**To do**
Edit the material below by changing every "report the position of each" to "give the coordinates of each", leaving all other text unchanged.

**Information given**

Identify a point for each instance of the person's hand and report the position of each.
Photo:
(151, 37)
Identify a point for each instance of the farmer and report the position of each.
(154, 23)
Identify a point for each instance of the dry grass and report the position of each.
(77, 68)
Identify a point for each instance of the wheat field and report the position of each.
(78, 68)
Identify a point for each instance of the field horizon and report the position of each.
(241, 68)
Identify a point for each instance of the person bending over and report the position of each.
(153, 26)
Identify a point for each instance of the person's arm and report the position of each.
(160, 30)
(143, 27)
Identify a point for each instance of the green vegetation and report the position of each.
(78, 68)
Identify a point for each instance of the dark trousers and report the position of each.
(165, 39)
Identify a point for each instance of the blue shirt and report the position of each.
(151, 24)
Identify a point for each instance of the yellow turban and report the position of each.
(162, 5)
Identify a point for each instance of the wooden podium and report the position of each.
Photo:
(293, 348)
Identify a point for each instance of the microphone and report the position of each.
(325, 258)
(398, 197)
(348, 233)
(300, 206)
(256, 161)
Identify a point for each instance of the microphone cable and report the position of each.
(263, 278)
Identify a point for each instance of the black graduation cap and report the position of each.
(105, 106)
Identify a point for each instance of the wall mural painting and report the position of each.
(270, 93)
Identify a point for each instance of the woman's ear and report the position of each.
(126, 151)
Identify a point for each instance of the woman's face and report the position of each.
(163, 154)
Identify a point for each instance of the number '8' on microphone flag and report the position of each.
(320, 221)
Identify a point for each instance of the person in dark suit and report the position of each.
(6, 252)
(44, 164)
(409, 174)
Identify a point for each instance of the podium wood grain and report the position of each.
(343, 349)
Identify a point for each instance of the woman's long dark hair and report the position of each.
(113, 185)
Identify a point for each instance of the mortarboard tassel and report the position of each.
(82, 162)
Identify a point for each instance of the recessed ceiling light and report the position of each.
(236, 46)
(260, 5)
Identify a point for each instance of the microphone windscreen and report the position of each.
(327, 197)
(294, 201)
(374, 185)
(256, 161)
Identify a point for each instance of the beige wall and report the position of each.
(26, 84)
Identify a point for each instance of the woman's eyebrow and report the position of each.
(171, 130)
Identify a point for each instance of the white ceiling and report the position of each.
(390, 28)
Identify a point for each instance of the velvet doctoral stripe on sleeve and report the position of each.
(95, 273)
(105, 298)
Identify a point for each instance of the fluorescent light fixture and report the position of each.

**Expected answer**
Identify a point for each instance of the person's hand and give the coordinates of each.
Photo:
(151, 37)
Identify a point for each instance of the farmer and give the coordinates of each.
(154, 23)
Identify a point for each instance of the dry grass and give the coordinates of each.
(77, 68)
Identify a point for each instance of the wheat field and give the coordinates of each.
(78, 68)
Identify a point for each instance of the field horizon and give the coordinates of each.
(241, 68)
Identify a point for each instance of the person bending over and give the coordinates of each.
(153, 26)
Identify a point for each instance of the person's arm and give the coordinates of each.
(160, 30)
(143, 27)
Identify a point for each instance of the green vegetation and give the coordinates of each.
(78, 68)
Identify a point for each instance of the dark trousers and give the coordinates of each.
(165, 39)
Identify a point for each instance of the blue shirt and give the coordinates of each.
(151, 24)
Identify a point for each instance of the yellow turban and give the coordinates of each.
(162, 5)
Identify a point for each instance of the wooden podium and give the coordinates of each.
Photo:
(293, 348)
Identify a point for each instance of the microphone and give the coordinates of each.
(325, 258)
(398, 197)
(348, 233)
(300, 206)
(256, 161)
Identify a point for each instance of the microphone cable and give the coordinates of each.
(263, 278)
Identify a point for each instance of the black graduation cap and give the coordinates of each.
(105, 106)
Identify a point for each instance of the wall mural painting and give the coordinates of each.
(270, 93)
Identify a point for each instance of the woman's ear and give the coordinates of each.
(126, 151)
Identify a point for each instance of the woman's face and give the coordinates of each.
(163, 154)
Identify a point for each instance of the number '8' on microphone flag and give the coordinates of each.
(320, 221)
Identify a point for each instance of the person in dark suit and give the coordinates of each.
(6, 252)
(44, 164)
(409, 174)
Identify a point for each instance of the podium wood grain and give the coordinates of each.
(343, 349)
Identify a point for each instance of the woman's long dark hair and give the coordinates of each.
(113, 185)
Identify a point for each instance of the mortarboard tassel and give the coordinates of each.
(82, 162)
Identify a point for each instance of the recessed ceiling light and give the coordinates of each.
(236, 46)
(260, 5)
Identify a point for each instance of the microphone windscreen and give the coordinates of each.
(327, 197)
(294, 201)
(374, 185)
(256, 161)
Identify a point for each instance of the beige wall and give the coordinates of each.
(26, 84)
Identify a point for each instance of the woman's eyebrow and give the coordinates of each.
(171, 130)
Identify a point for each instance of the white ceiling and give the coordinates of each.
(390, 28)
Identify a point for each instance of the velvet doctoral stripe on sleeve and give the coordinates of each.
(95, 273)
(105, 298)
Identify a point for each instance of the fluorescent light fixture and give the coordinates of each.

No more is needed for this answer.